*Saved entries*:
______

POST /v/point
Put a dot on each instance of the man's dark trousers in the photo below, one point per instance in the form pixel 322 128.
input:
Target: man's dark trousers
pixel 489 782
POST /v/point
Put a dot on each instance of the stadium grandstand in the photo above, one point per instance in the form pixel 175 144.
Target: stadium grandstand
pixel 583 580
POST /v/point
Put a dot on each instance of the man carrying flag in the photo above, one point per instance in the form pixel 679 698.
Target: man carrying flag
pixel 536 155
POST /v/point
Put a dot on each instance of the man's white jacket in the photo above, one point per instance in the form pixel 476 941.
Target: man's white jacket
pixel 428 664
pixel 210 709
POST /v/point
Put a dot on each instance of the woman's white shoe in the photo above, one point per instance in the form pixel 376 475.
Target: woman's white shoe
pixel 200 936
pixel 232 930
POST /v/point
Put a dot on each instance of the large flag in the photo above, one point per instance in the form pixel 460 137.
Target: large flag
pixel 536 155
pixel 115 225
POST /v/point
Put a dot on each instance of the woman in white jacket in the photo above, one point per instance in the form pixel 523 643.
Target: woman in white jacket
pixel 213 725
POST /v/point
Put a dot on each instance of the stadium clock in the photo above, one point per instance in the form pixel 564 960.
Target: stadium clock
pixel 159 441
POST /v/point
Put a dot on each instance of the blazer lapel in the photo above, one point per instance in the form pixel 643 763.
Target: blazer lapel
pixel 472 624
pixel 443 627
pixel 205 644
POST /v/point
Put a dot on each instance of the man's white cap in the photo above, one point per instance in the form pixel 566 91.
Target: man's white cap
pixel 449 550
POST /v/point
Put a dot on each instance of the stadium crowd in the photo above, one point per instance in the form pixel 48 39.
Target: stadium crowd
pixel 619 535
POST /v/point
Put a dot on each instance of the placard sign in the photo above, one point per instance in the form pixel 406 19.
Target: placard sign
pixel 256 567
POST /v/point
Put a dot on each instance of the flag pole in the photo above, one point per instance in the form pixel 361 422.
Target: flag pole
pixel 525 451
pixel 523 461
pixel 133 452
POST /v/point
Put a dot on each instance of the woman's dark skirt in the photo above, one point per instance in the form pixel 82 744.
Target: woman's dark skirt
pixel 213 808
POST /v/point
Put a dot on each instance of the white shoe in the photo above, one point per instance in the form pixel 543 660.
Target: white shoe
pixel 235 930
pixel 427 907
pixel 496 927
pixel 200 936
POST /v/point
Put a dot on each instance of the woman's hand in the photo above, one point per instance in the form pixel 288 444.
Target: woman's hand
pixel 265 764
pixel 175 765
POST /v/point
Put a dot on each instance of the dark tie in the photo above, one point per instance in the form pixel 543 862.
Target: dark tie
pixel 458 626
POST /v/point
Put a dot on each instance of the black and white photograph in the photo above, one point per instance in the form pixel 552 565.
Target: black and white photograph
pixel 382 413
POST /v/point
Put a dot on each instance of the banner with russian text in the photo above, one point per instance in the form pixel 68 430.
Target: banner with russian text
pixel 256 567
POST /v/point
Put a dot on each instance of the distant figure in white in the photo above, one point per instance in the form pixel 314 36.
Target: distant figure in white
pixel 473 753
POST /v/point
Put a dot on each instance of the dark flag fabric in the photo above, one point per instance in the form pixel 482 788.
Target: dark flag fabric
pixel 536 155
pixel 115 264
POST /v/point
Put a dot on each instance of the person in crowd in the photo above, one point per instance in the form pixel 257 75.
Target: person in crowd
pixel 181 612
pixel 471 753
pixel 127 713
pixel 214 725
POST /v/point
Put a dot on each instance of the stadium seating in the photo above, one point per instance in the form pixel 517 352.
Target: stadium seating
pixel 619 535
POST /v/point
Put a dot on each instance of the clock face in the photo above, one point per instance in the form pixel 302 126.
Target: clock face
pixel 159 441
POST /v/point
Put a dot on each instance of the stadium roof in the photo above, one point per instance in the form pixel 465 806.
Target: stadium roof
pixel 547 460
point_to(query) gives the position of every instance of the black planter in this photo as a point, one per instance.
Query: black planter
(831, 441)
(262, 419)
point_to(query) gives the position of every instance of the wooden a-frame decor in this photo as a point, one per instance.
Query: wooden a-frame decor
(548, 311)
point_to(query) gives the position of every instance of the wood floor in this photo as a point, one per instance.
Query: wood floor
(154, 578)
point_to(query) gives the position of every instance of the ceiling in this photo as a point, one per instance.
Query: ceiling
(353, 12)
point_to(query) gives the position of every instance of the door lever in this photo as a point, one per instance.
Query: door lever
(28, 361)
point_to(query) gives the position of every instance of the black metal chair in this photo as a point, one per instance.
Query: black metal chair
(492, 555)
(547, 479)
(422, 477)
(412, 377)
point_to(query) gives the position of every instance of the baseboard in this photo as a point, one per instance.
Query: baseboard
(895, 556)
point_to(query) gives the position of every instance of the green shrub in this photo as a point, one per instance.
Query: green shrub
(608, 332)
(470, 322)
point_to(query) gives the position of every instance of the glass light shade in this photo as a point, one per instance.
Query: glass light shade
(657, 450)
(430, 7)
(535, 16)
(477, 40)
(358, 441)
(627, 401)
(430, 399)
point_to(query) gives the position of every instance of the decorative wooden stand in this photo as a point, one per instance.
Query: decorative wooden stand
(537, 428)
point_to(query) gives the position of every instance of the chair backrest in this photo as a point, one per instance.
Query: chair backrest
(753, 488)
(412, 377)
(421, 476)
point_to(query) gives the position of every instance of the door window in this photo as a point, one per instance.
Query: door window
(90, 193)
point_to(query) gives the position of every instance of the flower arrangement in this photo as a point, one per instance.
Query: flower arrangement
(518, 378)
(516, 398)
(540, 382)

______

Give back every line of the data exactly as it was written.

POST /v/point
Put a dot on each instance of the man's dark trousers in the photo below, one point per instance in the form pixel 322 128.
input:
Target: man's dark trousers
pixel 489 782
POST /v/point
Put a dot on each instance of the stadium grandstand in the photo above, one point per instance in the form pixel 175 144.
Target: stadium grandstand
pixel 583 580
POST /v/point
Put a dot on each instance of the man carrying flag in the photo above, one point per instance in the form pixel 679 698.
Target: man carrying flag
pixel 536 155
POST /v/point
Put a dot on each instance of the man's white jacket in the photo above, one point per instance in the form pixel 476 941.
Target: man's white jacket
pixel 428 664
pixel 210 709
POST /v/point
Put a dot on each instance of the woman's white shoe in the photo above, one point per instance in the form pixel 376 475.
Target: woman's white shoe
pixel 200 936
pixel 232 930
POST /v/point
Put a dot on each instance of the large flag in the photo above, one point per instance in the form pixel 460 137.
Target: large flag
pixel 536 155
pixel 115 225
POST /v/point
Put a dot on each instance of the woman in white jacket in the photo above, one point per instance in the form pixel 523 643.
Target: woman in white jacket
pixel 213 725
POST /v/point
Put a dot on each instance of the stadium clock in the photo above, one point per instance in the form pixel 564 960.
Target: stadium clock
pixel 159 441
POST /v/point
Put a dot on each instance of the blazer lapel in the photo above, one point per instance in the form pixel 643 763.
Target: blazer lapel
pixel 472 624
pixel 443 627
pixel 205 644
POST /v/point
Put a dot on each instance of the man's white cap in the photo above, one point per instance in the form pixel 566 91.
Target: man's white cap
pixel 449 550
POST /v/point
Put a dot on each instance of the stadium crowd in the photo above, one point per instance in the form pixel 48 39.
Target: stadium crowd
pixel 619 535
POST /v/point
Put a dot on each instance of the placard sign in the photo above, one point per instance in the form pixel 406 19.
Target: placard sign
pixel 256 567
POST /v/point
Put a dot on each instance of the flag pole in the photo above, one point per instance in the form pixel 361 422.
Target: flag pole
pixel 525 451
pixel 523 461
pixel 133 452
POST /v/point
Put a dot on each instance of the woman's dark skirt in the photo above, one point per instance in the form pixel 82 744.
Target: woman's dark skirt
pixel 213 808
POST /v/point
Put a dot on each instance of the white shoe in the photo above, one point per instance in the form pixel 543 660.
Target: white shoe
pixel 235 930
pixel 427 907
pixel 496 927
pixel 200 936
POST /v/point
Put a dot on each instance of the woman's hand in the photo above, one point per instance in the form pixel 288 444.
Target: woman's hand
pixel 265 764
pixel 175 765
POST /v/point
Put a dot on each instance of the dark tie in the photo above, one point per instance in the form pixel 543 862.
Target: dark tie
pixel 458 626
POST /v/point
Put a dot on each instance of the black and white photograph in the photo above, one point per instance in the form pixel 552 565.
Target: black and white photograph
pixel 382 413
POST /v/point
Put a dot on each instance of the banner with russian text in the photo above, one point per instance in the form pixel 68 430.
Target: banner with russian text
pixel 256 567
POST /v/point
Put a dot on each instance of the distant figure in white in the photo above, one point per instance in the form pixel 314 36.
Target: distant figure in white
pixel 473 753
POST /v/point
Put a dot on each instance of the dark flag fabric in the photo above, one point per instance in the form pixel 482 788.
Target: dark flag fabric
pixel 536 155
pixel 115 264
POST /v/point
Put a dot on each instance of the person in crowd in the photo above, one point per instance in the form pixel 257 75.
Target: person in crowd
pixel 181 612
pixel 471 753
pixel 127 713
pixel 214 725
POST /v/point
Put a dot on each instance of the stadium seating in the photo above, one point per instance in the form pixel 517 352.
Target: stadium seating
pixel 619 535
POST /v/point
Put a dot on each instance of the clock face in the photo above, one point per instance in the form pixel 302 126.
Target: clock face
pixel 159 441
POST /v/point
Put a dot on each instance of the stadium roof in the photo above, one point per instance in the form pixel 465 806.
Target: stadium roof
pixel 547 460
point_to(query) gives the position of every instance of the black planter in this photo as a point, one per instance.
Query: black planter
(831, 441)
(262, 419)
point_to(query) gives the position of every instance of the wooden a-frame decor in this photo as a point, one per instance.
Query: wooden a-frame decor
(548, 311)
point_to(query) gives the position of every instance of the wood floor in this photo as a point, one per instance.
Query: wood floor
(154, 578)
point_to(query) gives the position of every instance of the ceiling in this photo as a point, one per instance.
Query: ceiling
(353, 12)
point_to(query) gives the position of every instance of the door lever in this photo as a point, one per instance.
Query: door lever
(28, 361)
point_to(query) gives the position of every instance of the black metal chair in this photo as a point, one per instance.
Query: black metal chair
(492, 555)
(547, 479)
(422, 477)
(412, 377)
point_to(query) gives the position of every instance of the baseboard in this photo as a point, one per instance.
Query: baseboard
(895, 556)
point_to(query) gives the position of every instance of the green shrub in this photo as a point, one per instance.
Query: green shrub
(608, 332)
(470, 322)
point_to(query) gives the position of every instance of the glass light shade in this photo as a point, one per instance.
Query: glass light shade
(657, 450)
(430, 7)
(535, 16)
(477, 40)
(358, 441)
(627, 401)
(430, 399)
point_to(query) gives the position of every instance of the decorative wooden stand in this photo as a point, one per instance.
Query: decorative wooden stand
(537, 428)
point_to(query) gives the position of every instance of the chair backrest in this photo as a point, one per instance.
Query: chair backrest
(753, 488)
(412, 377)
(421, 476)
point_to(query) gives the position of every instance of the door window in this photo as a point, one per instance.
Query: door window
(90, 193)
point_to(query) gives the position of every instance of the flower arrangement in this photo as a point, one per instance.
Query: flower arrangement
(518, 378)
(516, 398)
(540, 382)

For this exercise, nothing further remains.